-- Directions --
Rewrite the records below, replacing every "Coordinates" with "Points" and leaving everything else unchanged.

(Part of a data file)
+++

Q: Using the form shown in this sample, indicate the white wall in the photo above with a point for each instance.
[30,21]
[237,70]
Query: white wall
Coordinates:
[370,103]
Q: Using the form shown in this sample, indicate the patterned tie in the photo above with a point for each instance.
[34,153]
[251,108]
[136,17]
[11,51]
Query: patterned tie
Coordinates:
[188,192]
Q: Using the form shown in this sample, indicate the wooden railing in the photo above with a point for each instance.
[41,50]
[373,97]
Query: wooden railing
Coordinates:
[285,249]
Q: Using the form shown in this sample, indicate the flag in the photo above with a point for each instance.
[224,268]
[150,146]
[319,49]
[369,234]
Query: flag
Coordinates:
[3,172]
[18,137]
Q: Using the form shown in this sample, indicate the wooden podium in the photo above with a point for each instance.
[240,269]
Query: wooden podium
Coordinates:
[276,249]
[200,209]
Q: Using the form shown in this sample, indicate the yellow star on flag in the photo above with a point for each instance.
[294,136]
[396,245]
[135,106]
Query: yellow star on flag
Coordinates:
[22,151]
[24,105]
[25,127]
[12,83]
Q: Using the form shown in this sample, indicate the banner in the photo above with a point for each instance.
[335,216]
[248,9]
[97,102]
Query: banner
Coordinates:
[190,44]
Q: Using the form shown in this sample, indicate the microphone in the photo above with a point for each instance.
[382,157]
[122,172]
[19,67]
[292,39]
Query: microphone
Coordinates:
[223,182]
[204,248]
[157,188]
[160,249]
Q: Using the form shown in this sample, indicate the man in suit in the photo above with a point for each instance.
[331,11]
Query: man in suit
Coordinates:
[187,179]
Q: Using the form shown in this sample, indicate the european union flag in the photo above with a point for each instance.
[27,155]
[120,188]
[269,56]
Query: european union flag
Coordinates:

+++

-- Worked answer --
Q: Using the form shown in this sample, indicate the white wall in the photo above with a point for each instance.
[30,21]
[237,70]
Query: white wall
Points:
[370,103]
Q: Using the form shown in this sample, indicate the patterned tie in the photo above with a point for each instance.
[34,153]
[251,108]
[136,17]
[11,51]
Query: patterned tie
Points:
[188,192]
Q: Using the form shown in this sample, indicate the wooden railing in the photo above with a point for each instance.
[41,50]
[373,97]
Query: wooden railing
Points:
[285,249]
Q: Using the form shown in this sample, indicate the flag in the photo above with a point for each instance.
[224,268]
[150,146]
[319,49]
[369,234]
Query: flag
Points:
[3,172]
[18,137]
Q: Using the form shown in this sample, indicate the wooden podium in the photo above with a point for each instance.
[240,269]
Query: wooden podium
Points:
[276,249]
[200,209]
Q: Using the form shown in this sample, indicate the yellow star on flag in the photo above with a point for each instance.
[294,136]
[396,245]
[135,106]
Query: yellow star on flag
Points:
[22,151]
[24,105]
[25,127]
[12,83]
Q: Using the form shown in this sample, indicate the banner in the photo above with a point for each instance.
[335,216]
[248,9]
[97,102]
Query: banner
Points:
[190,44]
Q: Using the form shown in this sample, indicate the microphone in the photo above with a point for each instance.
[382,157]
[122,172]
[19,67]
[292,39]
Query: microphone
Points:
[223,182]
[204,248]
[157,188]
[160,249]
Q: Using the form shown in this sample, indicate the man in suit in the photo above with a point for each instance.
[331,11]
Query: man in suit
Points:
[187,179]
Q: Using the form shown in this sample, indicate the european union flag in the photo above with a point for each instance.
[27,155]
[120,188]
[269,56]
Query: european union flag
Points:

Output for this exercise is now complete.